──────── MATERIAL ────────
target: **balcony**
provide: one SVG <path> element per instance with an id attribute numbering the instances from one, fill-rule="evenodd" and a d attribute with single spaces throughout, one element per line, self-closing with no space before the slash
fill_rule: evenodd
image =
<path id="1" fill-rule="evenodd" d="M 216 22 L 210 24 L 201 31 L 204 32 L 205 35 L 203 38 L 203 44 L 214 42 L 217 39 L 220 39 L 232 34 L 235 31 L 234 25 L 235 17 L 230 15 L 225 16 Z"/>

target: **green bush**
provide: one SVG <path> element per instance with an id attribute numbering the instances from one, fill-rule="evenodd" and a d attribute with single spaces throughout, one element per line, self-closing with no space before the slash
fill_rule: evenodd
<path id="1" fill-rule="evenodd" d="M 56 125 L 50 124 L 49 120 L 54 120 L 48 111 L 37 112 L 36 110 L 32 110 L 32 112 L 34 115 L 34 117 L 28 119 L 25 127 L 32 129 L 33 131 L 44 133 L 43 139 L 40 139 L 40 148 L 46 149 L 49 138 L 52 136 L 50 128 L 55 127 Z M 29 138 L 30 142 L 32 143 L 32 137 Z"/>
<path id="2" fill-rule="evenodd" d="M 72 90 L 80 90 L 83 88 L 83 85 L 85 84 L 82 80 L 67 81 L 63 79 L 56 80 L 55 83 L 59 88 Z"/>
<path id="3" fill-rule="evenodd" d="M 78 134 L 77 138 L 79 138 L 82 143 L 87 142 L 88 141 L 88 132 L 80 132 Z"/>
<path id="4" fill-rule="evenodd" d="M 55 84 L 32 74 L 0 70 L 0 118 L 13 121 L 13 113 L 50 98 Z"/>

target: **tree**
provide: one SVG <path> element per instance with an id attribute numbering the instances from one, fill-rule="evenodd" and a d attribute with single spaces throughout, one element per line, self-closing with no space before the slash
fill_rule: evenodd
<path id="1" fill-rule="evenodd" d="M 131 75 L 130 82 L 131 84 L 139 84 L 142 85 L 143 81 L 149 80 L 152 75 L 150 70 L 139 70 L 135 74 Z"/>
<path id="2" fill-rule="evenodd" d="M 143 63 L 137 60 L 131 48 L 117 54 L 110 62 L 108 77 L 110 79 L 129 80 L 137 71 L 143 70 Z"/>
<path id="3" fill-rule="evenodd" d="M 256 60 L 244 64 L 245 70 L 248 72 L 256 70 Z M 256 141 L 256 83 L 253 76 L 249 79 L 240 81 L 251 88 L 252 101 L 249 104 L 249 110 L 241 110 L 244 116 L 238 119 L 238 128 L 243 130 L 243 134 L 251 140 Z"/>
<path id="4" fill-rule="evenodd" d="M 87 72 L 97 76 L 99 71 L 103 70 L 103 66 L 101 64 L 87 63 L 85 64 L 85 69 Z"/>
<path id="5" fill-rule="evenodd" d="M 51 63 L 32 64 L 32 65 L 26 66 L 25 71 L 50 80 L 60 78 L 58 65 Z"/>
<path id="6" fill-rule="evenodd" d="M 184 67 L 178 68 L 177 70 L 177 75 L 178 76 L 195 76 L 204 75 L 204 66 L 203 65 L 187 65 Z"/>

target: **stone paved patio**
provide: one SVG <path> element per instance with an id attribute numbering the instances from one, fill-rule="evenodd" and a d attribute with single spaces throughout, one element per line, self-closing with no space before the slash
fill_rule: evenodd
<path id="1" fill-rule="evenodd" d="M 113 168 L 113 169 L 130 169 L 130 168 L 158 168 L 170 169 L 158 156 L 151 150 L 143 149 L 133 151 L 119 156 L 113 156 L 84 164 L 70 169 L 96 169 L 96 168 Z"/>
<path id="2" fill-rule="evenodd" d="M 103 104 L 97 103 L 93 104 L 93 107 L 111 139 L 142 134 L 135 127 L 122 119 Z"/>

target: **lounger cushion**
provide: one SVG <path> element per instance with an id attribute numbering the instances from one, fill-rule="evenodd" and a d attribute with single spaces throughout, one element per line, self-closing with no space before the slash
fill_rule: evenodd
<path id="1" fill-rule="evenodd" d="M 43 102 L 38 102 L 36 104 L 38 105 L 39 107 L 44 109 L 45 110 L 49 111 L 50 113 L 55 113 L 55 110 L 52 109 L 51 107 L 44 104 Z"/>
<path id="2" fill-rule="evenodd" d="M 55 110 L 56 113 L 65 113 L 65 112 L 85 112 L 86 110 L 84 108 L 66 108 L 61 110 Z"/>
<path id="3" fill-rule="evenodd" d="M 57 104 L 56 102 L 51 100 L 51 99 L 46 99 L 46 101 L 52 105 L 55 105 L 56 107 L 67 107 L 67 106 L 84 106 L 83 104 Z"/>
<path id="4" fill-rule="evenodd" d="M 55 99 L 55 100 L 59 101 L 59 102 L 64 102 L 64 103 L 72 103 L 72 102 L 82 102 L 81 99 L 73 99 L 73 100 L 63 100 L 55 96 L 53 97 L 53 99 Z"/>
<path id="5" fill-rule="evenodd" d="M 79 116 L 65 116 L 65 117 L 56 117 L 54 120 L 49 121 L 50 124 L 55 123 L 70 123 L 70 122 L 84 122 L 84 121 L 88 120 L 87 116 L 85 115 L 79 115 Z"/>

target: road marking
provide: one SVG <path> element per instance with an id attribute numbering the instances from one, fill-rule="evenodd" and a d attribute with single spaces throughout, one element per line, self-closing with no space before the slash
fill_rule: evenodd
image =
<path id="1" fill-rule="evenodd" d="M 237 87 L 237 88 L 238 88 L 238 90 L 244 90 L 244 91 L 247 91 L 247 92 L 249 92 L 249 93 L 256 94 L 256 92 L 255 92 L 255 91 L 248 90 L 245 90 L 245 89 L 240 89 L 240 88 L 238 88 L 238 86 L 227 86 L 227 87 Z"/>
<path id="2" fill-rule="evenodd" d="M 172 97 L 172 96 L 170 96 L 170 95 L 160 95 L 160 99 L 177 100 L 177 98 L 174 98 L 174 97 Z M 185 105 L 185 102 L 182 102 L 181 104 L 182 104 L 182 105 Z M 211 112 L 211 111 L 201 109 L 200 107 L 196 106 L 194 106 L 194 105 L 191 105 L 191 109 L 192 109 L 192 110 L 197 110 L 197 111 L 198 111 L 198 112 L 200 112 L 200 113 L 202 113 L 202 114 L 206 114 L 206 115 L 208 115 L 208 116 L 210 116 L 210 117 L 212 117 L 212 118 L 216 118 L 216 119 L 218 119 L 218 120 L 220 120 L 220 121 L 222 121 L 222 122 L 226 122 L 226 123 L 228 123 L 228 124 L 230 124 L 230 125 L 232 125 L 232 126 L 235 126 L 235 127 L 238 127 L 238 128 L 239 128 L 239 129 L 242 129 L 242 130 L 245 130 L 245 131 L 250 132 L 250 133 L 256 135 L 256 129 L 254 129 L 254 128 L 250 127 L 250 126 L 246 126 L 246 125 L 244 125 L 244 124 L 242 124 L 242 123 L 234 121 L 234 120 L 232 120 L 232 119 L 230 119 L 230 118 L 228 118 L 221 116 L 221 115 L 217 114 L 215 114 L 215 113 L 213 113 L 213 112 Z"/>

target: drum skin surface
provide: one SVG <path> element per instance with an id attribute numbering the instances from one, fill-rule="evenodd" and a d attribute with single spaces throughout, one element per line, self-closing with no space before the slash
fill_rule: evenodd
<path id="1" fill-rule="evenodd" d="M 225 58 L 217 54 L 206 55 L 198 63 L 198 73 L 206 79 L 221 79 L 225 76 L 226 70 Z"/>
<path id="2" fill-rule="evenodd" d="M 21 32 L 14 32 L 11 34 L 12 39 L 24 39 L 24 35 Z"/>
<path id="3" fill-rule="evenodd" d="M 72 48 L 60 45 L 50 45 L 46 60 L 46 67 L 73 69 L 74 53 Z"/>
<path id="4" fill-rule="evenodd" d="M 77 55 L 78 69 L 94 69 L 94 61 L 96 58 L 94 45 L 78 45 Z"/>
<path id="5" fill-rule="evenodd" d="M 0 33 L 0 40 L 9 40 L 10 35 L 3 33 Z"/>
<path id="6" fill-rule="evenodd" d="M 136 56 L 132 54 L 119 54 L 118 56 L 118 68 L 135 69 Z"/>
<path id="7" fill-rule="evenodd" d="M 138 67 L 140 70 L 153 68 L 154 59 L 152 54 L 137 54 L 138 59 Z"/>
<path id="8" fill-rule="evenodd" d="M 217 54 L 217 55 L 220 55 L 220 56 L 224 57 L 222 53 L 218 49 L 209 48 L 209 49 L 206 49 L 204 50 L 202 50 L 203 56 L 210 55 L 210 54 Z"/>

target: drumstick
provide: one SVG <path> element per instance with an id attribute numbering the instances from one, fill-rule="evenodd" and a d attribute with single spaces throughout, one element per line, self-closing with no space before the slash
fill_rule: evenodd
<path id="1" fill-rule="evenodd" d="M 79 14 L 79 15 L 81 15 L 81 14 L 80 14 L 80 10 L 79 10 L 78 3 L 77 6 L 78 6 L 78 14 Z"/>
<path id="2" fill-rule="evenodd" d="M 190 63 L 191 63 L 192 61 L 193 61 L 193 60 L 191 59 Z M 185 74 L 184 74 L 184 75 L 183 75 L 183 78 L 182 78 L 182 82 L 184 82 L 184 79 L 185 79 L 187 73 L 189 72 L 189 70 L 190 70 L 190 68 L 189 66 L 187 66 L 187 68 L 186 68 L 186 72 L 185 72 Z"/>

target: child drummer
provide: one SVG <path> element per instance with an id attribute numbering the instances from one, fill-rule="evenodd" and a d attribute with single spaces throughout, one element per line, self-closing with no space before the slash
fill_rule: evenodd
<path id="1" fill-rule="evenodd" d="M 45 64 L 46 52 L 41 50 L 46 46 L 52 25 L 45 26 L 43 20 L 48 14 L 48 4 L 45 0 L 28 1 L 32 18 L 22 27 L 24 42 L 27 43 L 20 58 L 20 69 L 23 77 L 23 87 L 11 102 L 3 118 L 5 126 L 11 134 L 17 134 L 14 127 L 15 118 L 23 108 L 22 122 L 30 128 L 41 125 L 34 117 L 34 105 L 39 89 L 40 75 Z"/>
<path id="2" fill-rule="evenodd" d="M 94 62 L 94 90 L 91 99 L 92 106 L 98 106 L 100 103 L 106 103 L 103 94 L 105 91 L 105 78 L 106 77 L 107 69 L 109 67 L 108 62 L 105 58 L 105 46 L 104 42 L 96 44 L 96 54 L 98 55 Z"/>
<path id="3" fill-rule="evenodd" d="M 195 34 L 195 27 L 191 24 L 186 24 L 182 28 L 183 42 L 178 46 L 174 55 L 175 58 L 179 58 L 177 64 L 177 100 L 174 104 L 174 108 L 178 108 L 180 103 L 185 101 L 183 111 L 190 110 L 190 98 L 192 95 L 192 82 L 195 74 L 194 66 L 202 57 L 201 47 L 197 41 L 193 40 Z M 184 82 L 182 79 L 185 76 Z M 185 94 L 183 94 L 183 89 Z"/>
────────
GOAL — Begin at the line that has "target: drum skin surface" and stop after the line that has "217 54 L 217". Write out those lines again with "drum skin surface" changed to "drumhead", keeping everything else the same.

ANSWER TO THE EXERCISE —
target: drumhead
provide: one SVG <path> element per instance with an id attribute numbering the instances from one, fill-rule="evenodd" and a d attribute with single spaces throughout, one element per line, self-closing with no space before the slash
fill_rule: evenodd
<path id="1" fill-rule="evenodd" d="M 225 58 L 217 54 L 206 55 L 198 63 L 198 73 L 206 79 L 221 79 L 225 76 L 226 70 Z"/>
<path id="2" fill-rule="evenodd" d="M 21 32 L 14 32 L 11 34 L 12 39 L 24 39 L 24 35 Z"/>
<path id="3" fill-rule="evenodd" d="M 72 48 L 60 45 L 50 45 L 46 60 L 46 67 L 73 69 L 74 53 Z"/>
<path id="4" fill-rule="evenodd" d="M 77 55 L 78 69 L 94 69 L 94 61 L 96 58 L 94 45 L 78 45 Z"/>
<path id="5" fill-rule="evenodd" d="M 0 33 L 0 40 L 9 40 L 10 35 L 3 33 Z"/>
<path id="6" fill-rule="evenodd" d="M 136 56 L 132 54 L 119 54 L 118 56 L 118 68 L 135 69 Z"/>
<path id="7" fill-rule="evenodd" d="M 138 67 L 140 70 L 153 68 L 154 59 L 152 54 L 137 54 L 138 59 Z"/>
<path id="8" fill-rule="evenodd" d="M 217 54 L 217 55 L 220 55 L 220 56 L 224 57 L 222 53 L 218 49 L 209 48 L 209 49 L 206 49 L 204 50 L 202 50 L 203 56 L 210 55 L 210 54 Z"/>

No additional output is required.